Records from a dataset
►

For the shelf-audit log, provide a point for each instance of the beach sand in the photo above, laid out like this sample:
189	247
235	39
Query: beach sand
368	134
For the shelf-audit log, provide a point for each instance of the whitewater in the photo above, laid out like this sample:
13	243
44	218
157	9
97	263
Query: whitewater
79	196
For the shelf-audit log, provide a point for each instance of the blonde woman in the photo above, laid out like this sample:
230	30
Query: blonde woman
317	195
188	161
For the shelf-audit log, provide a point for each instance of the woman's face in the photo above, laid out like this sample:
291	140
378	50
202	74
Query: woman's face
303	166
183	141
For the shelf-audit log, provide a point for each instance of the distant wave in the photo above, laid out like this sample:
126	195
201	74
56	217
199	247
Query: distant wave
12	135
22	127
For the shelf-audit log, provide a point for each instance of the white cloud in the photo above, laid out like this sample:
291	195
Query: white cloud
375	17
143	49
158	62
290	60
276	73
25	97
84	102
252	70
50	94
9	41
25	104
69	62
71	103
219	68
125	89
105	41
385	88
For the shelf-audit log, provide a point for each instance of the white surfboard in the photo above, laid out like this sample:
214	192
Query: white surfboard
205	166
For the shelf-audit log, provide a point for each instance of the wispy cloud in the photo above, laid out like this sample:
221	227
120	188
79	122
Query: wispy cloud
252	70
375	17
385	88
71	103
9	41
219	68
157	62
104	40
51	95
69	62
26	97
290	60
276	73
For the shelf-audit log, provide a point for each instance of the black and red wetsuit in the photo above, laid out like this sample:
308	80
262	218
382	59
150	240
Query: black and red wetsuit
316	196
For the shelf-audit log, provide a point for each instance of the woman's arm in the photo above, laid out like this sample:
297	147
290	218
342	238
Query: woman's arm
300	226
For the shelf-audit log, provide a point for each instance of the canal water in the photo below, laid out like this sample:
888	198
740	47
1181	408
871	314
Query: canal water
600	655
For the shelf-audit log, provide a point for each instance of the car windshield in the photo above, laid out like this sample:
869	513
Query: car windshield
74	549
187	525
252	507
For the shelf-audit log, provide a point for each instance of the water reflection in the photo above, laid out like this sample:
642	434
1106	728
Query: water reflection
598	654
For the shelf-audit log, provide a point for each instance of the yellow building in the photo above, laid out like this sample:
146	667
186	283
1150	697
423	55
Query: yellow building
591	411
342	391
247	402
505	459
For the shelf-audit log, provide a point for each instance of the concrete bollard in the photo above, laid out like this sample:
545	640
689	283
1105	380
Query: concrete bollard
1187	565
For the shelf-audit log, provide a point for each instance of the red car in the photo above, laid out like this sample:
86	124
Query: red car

◄

> [EXERCISE DIRECTIONS]: Every record should be given again exactly.

> [EXERCISE RESPONSE]:
For the shelf-audit log, provide a point for each instance of the beach sand in the photo above, laid out like this sample:
189	247
235	39
Query: beach sand
368	134
For the shelf-audit log, provide a point for each instance of the whitewater in the photo above, laid out like this sample:
13	243
44	218
157	9
97	263
Query: whitewater
79	196
For the shelf-audit log, provide a point for each instance of the blonde woman in the photo above, laid out like this sample:
230	30
Query: blonde woman
317	195
188	161
For the shelf-audit log, provide a point for each instance of the woman's face in the photo above, laid out like this sample:
291	140
378	50
202	74
Query: woman's face
303	166
183	141
For the shelf-audit log, provide a point for each instance of the distant wave in the photo above, laid out like this sample:
126	195
201	74
56	217
199	247
Query: distant wave
12	135
22	127
For the shelf-audit log, provide a point for each instance of the white cloud in the photo above, laid out like this sample:
291	195
Query: white cloud
375	17
143	49
158	62
290	60
276	73
25	97
84	102
252	70
50	94
9	41
25	104
69	62
71	103
219	68
125	89
105	41
385	88
For the shelf-audit log, provide a point for each instance of the white surfboard in the photo above, laid out like this sample:
214	192
Query: white surfboard
205	166
For the shelf-audit log, provide a point for each instance of the wispy cloud in the photo above, laid out like this sample:
221	227
120	188
79	122
Query: wispy cloud
252	70
375	17
385	88
71	103
9	41
219	68
157	62
104	40
51	95
69	62
26	97
290	60
276	73
For the shelf-audit log, provide a point for each instance of the black and red wetsuit in the photo above, laid out like this sample:
308	80
262	218
382	59
150	240
Query: black and red wetsuit
316	196
For the shelf-audit log, provide a point for each instance of the woman's arm in the photo above, laid out like this sample:
297	147
290	218
342	238
Query: woman's arm
300	226
For the shelf-audit log, provide a point for each instance of the canal water in the photo below, laid out like this sample:
888	198
740	47
1181	408
871	314
Query: canal water
600	655
For the shelf-audit log, provide a point for each instance of the car windshield in the photo above, laid out like this sample:
869	513
Query: car windshield
74	549
187	525
252	507
For the shelf-audit log, provide a point for each instance of the water reflection in the photo above, laid out like this sample:
642	434
1106	728
Query: water reflection
598	654
For the shelf-audit log, provide a point for each instance of the yellow building in the photo above, laid out like this sample:
146	667
186	283
1150	697
423	55
Query: yellow building
591	411
342	391
247	402
505	459
For the shelf-audit log, provide a point for each instance of the concrete bollard in the photo above, laid out like this sample:
545	640
689	283
1105	380
Query: concrete bollard
1187	565
For the shelf-audit log, provide a point for each instance of the red car in the photo above, laid out like this sample:
86	124
Query: red car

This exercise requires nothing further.